* **What the task requires**
A faithful transcript of every entry is required; pictures do not belong in it.

____

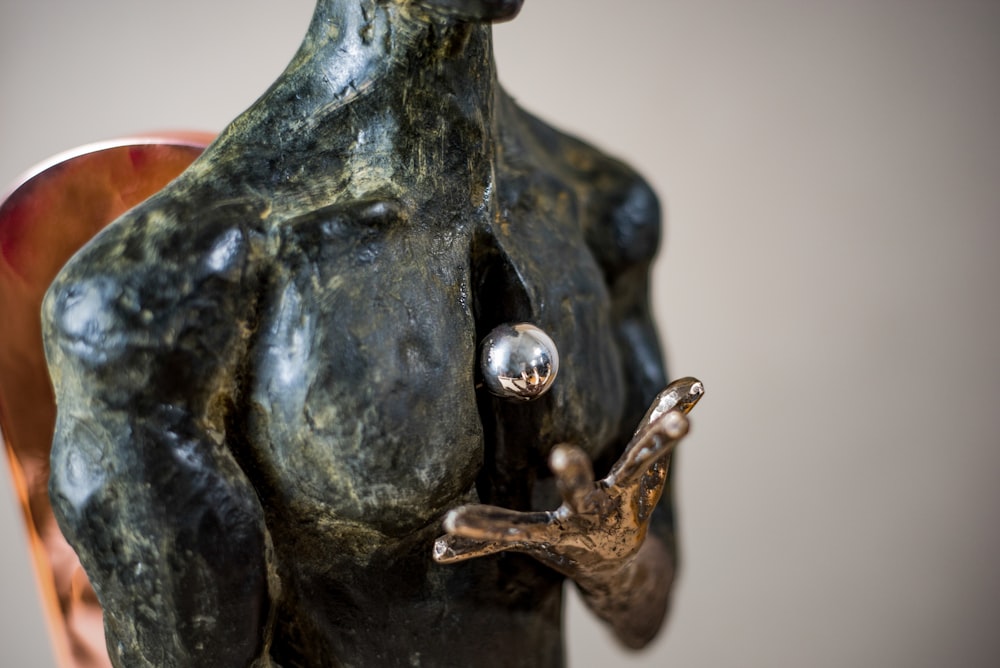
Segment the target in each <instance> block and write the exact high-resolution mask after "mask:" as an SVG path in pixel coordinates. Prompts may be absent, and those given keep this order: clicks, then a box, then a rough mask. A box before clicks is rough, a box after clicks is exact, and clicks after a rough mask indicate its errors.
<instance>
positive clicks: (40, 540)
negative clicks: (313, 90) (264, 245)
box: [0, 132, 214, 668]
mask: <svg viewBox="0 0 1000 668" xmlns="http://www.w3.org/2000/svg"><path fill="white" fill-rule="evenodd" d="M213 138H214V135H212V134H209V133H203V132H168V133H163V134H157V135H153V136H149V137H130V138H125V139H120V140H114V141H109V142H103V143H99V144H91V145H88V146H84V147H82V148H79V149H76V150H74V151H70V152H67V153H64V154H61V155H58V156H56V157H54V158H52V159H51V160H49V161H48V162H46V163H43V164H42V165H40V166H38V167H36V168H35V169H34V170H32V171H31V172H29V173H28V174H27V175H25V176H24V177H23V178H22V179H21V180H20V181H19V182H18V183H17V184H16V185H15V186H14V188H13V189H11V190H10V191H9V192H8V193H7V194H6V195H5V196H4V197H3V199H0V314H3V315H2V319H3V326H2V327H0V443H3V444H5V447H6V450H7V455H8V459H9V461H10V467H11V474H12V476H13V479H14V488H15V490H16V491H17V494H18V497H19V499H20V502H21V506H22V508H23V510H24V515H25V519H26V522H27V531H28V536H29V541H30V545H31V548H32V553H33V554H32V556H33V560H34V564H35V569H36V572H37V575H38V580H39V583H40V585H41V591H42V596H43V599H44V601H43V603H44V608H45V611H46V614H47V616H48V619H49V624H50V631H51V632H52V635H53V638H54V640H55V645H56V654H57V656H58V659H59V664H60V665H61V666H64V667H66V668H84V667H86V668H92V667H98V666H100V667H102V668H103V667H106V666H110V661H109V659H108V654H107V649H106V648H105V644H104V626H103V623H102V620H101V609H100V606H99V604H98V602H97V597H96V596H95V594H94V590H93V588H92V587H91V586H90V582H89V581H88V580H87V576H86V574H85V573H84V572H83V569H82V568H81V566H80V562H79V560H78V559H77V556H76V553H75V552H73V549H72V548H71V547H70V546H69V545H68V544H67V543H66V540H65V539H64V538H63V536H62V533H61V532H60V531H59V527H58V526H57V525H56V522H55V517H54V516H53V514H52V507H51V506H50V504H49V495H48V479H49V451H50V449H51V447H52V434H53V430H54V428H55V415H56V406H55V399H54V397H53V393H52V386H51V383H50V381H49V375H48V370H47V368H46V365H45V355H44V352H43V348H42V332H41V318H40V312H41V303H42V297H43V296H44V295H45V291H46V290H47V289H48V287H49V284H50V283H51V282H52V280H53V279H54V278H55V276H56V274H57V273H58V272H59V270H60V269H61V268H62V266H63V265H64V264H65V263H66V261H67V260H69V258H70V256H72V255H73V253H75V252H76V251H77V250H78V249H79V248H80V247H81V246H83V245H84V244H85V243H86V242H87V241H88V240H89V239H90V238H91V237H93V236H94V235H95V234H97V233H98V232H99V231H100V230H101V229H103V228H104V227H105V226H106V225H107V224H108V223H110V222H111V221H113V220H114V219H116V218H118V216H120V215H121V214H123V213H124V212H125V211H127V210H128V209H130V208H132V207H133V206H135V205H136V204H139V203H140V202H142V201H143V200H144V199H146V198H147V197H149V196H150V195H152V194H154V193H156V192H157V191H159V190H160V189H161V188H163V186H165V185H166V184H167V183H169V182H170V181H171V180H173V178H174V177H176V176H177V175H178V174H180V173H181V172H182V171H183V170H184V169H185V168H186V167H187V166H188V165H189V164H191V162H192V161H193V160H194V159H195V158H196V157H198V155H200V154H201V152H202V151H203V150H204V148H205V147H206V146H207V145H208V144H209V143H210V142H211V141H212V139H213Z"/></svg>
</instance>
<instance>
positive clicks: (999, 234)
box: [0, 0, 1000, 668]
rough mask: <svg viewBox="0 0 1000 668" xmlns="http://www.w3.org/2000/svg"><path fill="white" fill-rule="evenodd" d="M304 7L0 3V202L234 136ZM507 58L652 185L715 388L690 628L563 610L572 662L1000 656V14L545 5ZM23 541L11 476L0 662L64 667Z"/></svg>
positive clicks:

____

* **Task result**
Segment the target in each <instance> block and write the exact high-resolution mask after "mask:" as an SVG path in pixel coordinates. Prompts may be absent, and those given keep this order: clicks, then a box, then a rough mask. A box before clicks is rough, a box after clicks is exact, and clicks after a rough mask indicate its errors.
<instance>
positive clicks: (40, 540)
negative clicks: (313, 90) (264, 245)
box: [0, 132, 214, 668]
mask: <svg viewBox="0 0 1000 668" xmlns="http://www.w3.org/2000/svg"><path fill="white" fill-rule="evenodd" d="M213 138H214V135H212V134H209V133H203V132H168V133H163V134H157V135H153V136H149V137H130V138H125V139H120V140H114V141H109V142H103V143H99V144H91V145H88V146H84V147H82V148H79V149H76V150H74V151H70V152H67V153H64V154H61V155H58V156H56V157H54V158H52V159H51V160H49V161H48V162H46V163H43V164H42V165H40V166H38V167H36V168H35V169H34V170H32V171H31V172H29V173H28V174H27V175H25V176H24V177H23V178H22V179H21V180H20V181H19V182H18V183H17V184H16V185H15V186H14V188H13V189H11V190H10V191H9V192H8V193H7V194H6V195H5V196H4V197H3V199H0V314H3V315H2V319H3V326H2V327H0V443H3V444H5V447H6V450H7V455H8V459H9V461H10V467H11V474H12V476H13V479H14V488H15V490H16V491H17V494H18V497H19V499H20V502H21V506H22V508H23V510H24V515H25V519H26V522H27V531H28V536H29V541H30V545H31V548H32V553H33V554H32V556H33V560H34V564H35V569H36V572H37V575H38V580H39V583H40V585H41V591H42V596H43V599H44V601H43V603H44V608H45V611H46V614H47V616H48V619H49V624H50V631H51V632H52V635H53V638H54V640H55V645H56V654H57V656H58V659H59V664H60V665H61V666H64V667H66V668H84V667H86V668H92V667H98V666H100V667H102V668H103V667H106V666H110V661H109V659H108V654H107V649H106V648H105V644H104V626H103V623H102V620H101V609H100V606H99V604H98V602H97V597H96V596H95V594H94V590H93V588H92V587H91V586H90V582H89V581H88V580H87V576H86V574H85V573H84V572H83V569H82V568H81V566H80V562H79V560H78V559H77V556H76V553H75V552H73V549H72V548H71V547H70V546H69V545H68V544H67V543H66V540H65V539H64V538H63V536H62V533H61V532H60V531H59V527H58V526H57V525H56V522H55V517H54V516H53V514H52V507H51V506H50V504H49V495H48V479H49V451H50V449H51V447H52V434H53V430H54V428H55V415H56V406H55V399H54V397H53V393H52V386H51V383H50V381H49V375H48V370H47V368H46V365H45V355H44V352H43V348H42V332H41V318H40V312H41V303H42V297H43V296H44V295H45V291H46V290H47V289H48V287H49V284H50V283H51V282H52V280H53V279H54V278H55V276H56V274H57V273H58V272H59V270H60V269H61V268H62V266H63V265H64V264H65V263H66V261H67V260H69V258H70V256H72V255H73V253H75V252H76V251H77V250H78V249H79V248H80V247H81V246H83V245H84V244H85V243H86V242H87V241H88V240H89V239H90V238H91V237H93V236H94V235H95V234H97V233H98V232H99V231H100V230H101V229H103V228H104V227H105V226H106V225H107V224H108V223H110V222H111V221H113V220H114V219H116V218H118V216H120V215H121V214H123V213H124V212H125V211H127V210H128V209H130V208H132V207H133V206H135V205H136V204H139V203H140V202H142V201H143V200H144V199H146V198H147V197H149V196H150V195H152V194H154V193H156V192H157V191H159V190H160V189H161V188H163V186H165V185H166V184H167V183H169V182H170V181H171V180H173V178H174V177H176V176H177V175H178V174H180V173H181V172H182V171H183V170H184V169H185V168H186V167H187V166H188V165H189V164H191V162H192V161H193V160H194V159H195V158H196V157H198V155H200V154H201V152H202V151H203V150H204V148H205V147H206V146H207V145H208V144H209V143H210V142H211V141H212V139H213Z"/></svg>
</instance>
<instance>
positive clicks: (999, 234)
box: [0, 0, 1000, 668]
rough mask: <svg viewBox="0 0 1000 668" xmlns="http://www.w3.org/2000/svg"><path fill="white" fill-rule="evenodd" d="M304 7L0 3V202L234 136ZM507 58L652 185L715 388L690 628L563 610L572 662L1000 656V14L545 5ZM23 541L11 476L0 662L64 667Z"/></svg>
positive clicks:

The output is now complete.